+++ Provided data

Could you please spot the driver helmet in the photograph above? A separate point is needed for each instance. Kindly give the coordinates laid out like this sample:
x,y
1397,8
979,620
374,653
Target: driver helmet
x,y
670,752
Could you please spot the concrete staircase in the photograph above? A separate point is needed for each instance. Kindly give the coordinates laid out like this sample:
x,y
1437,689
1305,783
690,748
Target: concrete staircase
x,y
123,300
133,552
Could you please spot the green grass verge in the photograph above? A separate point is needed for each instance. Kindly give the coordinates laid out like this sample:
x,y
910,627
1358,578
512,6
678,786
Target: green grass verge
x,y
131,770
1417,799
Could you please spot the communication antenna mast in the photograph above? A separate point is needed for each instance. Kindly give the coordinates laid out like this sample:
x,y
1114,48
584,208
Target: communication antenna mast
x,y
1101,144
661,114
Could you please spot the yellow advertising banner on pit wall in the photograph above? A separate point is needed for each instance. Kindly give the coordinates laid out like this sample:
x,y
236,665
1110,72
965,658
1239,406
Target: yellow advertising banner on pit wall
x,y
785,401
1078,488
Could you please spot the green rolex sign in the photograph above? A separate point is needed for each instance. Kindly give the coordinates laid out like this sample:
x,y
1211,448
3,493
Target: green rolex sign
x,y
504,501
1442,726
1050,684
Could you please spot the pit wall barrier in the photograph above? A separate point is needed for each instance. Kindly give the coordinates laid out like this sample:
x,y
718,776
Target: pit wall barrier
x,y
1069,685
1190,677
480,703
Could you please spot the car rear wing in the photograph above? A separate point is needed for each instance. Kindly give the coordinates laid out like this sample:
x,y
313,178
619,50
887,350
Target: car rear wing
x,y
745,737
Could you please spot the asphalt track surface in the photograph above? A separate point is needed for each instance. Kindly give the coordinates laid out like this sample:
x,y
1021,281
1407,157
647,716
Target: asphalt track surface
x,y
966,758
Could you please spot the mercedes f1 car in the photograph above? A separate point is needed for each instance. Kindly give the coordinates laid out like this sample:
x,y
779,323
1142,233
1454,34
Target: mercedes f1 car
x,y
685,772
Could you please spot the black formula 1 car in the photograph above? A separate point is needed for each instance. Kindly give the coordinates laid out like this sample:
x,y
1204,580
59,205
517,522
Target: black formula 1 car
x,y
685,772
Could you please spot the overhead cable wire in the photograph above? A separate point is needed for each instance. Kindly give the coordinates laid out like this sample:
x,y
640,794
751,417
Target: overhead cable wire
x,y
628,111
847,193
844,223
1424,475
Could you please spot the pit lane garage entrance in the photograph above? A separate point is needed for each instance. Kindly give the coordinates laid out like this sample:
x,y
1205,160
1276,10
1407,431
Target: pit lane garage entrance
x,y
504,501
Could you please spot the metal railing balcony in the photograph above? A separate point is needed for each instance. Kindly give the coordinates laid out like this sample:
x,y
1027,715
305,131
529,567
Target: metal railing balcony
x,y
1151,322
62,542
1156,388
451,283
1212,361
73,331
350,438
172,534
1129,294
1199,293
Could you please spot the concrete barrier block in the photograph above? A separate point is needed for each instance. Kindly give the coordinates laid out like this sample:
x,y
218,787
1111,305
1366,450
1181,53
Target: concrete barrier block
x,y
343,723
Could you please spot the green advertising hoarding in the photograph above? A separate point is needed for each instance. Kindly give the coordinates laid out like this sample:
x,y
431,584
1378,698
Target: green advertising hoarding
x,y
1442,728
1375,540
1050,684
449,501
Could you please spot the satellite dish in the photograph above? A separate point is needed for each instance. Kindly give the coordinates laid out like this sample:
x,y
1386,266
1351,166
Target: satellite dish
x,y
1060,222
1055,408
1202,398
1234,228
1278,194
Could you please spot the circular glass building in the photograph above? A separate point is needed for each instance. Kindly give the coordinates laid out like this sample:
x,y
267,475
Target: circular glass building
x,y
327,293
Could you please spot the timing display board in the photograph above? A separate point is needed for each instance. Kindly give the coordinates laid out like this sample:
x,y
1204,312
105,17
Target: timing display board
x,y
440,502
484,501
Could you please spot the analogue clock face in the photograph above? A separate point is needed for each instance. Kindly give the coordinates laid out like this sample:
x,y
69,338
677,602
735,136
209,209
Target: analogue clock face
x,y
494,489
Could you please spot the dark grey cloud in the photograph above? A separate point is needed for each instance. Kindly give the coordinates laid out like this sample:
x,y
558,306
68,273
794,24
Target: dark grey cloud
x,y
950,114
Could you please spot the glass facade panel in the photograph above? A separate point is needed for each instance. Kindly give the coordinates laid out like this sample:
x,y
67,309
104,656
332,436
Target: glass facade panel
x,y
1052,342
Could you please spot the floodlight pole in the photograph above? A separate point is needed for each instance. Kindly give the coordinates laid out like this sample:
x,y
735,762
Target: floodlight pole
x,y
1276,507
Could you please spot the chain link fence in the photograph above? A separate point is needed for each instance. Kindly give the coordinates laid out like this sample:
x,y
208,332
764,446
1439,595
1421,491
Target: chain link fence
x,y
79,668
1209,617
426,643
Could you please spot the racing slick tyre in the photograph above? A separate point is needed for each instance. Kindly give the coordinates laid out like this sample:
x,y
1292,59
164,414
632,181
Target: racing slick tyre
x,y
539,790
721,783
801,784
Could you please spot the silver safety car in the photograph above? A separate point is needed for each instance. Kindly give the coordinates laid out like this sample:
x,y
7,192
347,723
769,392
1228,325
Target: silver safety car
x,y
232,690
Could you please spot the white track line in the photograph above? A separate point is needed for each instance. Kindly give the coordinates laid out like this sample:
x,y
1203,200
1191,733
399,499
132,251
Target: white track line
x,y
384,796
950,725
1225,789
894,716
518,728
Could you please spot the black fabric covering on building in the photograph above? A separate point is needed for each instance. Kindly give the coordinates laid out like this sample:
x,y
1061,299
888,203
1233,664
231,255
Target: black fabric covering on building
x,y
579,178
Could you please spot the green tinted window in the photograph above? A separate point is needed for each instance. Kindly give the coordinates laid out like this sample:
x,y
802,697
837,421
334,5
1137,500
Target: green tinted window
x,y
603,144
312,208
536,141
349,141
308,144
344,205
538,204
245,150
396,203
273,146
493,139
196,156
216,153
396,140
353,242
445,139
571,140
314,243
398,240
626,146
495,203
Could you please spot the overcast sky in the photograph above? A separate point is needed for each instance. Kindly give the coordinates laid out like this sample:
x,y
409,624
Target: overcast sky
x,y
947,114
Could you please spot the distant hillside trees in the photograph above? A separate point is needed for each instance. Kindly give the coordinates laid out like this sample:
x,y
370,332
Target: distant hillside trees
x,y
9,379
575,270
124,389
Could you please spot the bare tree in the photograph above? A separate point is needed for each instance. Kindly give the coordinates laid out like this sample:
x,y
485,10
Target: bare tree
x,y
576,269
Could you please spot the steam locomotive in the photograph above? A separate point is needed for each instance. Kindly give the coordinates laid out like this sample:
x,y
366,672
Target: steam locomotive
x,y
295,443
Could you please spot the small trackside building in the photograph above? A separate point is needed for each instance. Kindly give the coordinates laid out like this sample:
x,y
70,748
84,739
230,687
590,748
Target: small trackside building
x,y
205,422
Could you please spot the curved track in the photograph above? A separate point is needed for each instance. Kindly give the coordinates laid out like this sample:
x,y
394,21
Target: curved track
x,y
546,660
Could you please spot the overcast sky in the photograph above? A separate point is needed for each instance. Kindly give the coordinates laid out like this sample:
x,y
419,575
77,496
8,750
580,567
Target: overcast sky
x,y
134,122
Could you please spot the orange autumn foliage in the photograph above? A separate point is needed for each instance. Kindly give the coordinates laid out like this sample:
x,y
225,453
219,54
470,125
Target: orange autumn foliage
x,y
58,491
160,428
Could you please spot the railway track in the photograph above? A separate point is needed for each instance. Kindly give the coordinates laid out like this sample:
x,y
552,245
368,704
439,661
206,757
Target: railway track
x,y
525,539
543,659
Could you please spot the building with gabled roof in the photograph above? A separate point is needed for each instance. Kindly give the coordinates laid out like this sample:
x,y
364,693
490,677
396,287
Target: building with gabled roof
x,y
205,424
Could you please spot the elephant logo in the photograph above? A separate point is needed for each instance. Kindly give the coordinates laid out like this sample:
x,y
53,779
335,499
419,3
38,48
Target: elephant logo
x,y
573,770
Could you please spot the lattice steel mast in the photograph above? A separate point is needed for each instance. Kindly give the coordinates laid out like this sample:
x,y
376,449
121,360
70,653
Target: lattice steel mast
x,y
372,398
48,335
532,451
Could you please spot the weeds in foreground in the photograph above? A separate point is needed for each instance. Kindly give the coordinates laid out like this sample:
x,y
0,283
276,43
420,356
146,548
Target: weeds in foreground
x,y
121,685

++++++

To do
Transcribe exactly the lines from the one containing "Could you please spot the elephant" through the end of the records, both included, and nothing else.

Solution for this exercise
Could you please spot the elephant logo in the photograph above? A separate point is needed for each instance. Kindly give the coordinates laid out like this sample:
x,y
53,779
335,499
419,3
38,48
Target: elephant logo
x,y
573,770
Could you please spot the lattice steel mast in the photograph above? A separate point is needed for each instance. Kindly give the coordinates laid out like this sample:
x,y
376,449
121,360
70,653
Target: lattice steel mast
x,y
372,398
48,335
532,451
Could you please spot the weeds in foreground in the photograph above? A separate point is needed for each instance. Kindly give the coordinates laid out like this sample:
x,y
0,283
276,43
420,356
146,548
Target: weeds in foreground
x,y
121,685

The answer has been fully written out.